Saved data entries:
+++

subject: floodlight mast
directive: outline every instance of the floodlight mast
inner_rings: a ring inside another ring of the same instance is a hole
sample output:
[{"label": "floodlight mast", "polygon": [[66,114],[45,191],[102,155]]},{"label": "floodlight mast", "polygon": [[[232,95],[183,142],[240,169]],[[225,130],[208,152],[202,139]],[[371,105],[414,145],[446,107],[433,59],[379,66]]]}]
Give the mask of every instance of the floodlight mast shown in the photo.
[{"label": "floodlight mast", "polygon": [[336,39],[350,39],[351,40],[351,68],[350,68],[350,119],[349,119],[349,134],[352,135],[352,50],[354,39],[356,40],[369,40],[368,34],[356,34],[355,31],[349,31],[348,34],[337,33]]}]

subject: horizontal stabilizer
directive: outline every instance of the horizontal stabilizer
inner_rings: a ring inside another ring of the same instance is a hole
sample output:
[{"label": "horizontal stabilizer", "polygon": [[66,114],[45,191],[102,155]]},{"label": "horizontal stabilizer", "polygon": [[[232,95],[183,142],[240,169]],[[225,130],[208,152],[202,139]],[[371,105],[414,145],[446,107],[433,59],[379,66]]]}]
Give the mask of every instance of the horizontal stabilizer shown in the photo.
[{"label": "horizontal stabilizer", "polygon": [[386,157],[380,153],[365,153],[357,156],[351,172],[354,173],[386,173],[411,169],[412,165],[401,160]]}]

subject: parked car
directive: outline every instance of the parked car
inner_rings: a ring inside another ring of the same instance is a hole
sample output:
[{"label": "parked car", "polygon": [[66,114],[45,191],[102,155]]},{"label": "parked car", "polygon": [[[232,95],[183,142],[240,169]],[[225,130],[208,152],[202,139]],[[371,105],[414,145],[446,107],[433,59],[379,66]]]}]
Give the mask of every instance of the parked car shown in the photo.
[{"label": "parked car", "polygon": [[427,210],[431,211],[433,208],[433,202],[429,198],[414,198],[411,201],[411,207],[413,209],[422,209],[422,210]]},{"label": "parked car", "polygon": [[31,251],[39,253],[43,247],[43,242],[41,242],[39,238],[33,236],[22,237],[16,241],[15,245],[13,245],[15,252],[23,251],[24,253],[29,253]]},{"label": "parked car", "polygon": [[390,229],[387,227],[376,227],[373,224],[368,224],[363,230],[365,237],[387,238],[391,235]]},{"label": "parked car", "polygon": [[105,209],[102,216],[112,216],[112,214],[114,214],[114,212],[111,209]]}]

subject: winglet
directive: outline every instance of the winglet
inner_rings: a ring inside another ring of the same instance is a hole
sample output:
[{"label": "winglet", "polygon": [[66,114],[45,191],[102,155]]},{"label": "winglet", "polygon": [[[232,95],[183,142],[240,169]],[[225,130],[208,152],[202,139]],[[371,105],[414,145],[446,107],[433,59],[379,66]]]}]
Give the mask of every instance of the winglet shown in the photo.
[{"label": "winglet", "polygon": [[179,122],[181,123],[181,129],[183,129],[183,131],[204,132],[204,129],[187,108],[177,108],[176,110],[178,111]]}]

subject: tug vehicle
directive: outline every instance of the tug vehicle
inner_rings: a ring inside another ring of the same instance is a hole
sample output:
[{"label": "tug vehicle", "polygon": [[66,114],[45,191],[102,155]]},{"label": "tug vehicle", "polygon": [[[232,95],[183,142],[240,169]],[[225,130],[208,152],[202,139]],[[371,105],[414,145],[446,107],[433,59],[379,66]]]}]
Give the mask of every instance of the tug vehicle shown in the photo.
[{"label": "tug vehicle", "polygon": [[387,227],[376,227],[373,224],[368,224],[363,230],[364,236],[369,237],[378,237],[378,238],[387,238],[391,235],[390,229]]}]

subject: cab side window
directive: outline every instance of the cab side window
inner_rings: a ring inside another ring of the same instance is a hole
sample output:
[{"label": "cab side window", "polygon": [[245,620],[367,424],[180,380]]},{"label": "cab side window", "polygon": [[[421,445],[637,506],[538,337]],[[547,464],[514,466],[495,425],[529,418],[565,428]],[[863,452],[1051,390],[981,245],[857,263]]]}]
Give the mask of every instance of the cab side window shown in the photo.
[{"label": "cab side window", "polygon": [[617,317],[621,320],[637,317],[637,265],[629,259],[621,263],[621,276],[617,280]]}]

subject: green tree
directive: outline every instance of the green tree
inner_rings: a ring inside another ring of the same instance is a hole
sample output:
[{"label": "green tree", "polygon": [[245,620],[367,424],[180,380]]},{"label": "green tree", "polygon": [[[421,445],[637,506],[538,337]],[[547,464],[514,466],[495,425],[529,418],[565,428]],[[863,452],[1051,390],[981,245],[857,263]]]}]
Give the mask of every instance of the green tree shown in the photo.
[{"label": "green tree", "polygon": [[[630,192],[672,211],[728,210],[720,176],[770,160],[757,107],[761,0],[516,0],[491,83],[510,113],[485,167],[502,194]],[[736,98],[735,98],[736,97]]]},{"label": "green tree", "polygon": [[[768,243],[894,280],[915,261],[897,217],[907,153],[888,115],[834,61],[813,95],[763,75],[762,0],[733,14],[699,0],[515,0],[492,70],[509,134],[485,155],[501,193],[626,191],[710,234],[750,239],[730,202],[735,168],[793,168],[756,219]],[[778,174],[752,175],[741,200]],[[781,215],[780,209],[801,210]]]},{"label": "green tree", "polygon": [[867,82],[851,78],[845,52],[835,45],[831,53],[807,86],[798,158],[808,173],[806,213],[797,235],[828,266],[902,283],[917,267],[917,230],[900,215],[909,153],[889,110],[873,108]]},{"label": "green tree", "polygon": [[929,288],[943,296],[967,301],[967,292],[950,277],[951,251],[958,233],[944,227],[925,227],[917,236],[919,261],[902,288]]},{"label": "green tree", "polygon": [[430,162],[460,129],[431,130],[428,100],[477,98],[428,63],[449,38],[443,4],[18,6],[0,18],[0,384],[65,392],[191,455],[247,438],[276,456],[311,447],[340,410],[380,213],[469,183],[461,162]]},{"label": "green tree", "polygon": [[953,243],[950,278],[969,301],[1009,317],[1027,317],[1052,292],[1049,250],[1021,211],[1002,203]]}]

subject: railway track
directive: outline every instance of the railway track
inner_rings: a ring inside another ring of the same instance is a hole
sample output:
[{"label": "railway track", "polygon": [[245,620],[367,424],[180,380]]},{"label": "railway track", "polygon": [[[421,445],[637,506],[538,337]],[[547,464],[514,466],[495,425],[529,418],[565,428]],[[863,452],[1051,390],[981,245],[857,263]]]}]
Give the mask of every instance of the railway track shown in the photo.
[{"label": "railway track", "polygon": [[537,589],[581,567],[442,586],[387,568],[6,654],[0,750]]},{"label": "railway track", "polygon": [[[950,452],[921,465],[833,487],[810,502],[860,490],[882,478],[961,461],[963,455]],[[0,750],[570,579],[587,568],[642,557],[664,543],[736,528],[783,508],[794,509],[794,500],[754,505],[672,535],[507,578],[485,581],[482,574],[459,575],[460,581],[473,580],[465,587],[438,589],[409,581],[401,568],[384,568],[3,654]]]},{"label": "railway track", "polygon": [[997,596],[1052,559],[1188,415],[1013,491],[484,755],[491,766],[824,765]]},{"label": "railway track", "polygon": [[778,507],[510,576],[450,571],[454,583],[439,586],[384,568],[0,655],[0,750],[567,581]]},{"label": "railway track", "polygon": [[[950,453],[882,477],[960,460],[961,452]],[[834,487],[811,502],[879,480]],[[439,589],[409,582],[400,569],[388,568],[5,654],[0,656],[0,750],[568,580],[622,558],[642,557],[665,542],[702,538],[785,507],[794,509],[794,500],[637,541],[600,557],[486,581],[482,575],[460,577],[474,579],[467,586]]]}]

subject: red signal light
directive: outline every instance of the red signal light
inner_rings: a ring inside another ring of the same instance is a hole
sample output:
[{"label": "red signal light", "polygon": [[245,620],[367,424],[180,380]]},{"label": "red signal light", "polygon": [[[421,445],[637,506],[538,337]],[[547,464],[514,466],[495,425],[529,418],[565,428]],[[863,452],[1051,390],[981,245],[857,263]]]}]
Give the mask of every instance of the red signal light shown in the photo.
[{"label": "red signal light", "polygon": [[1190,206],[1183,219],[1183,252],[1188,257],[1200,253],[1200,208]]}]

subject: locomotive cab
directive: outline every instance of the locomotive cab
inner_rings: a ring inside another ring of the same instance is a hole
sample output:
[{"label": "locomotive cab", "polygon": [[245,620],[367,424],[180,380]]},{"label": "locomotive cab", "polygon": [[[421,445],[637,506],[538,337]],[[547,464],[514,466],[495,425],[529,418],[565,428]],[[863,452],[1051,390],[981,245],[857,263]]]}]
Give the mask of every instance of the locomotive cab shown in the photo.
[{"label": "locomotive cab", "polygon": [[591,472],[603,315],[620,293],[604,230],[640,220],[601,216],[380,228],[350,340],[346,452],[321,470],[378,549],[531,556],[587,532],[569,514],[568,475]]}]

+++

Task goal:
Show all lines above holding the word "outline".

Expected answer:
directive: outline every instance of the floodlight mast
directive: outline every instance of the horizontal stabilizer
directive: outline every instance of the parked car
directive: outline every instance of the winglet
directive: outline every instance of the tug vehicle
directive: outline every instance of the cab side window
directive: outline every instance of the green tree
directive: outline every instance of the railway track
directive: outline every instance of the red signal light
directive: outline every instance of the locomotive cab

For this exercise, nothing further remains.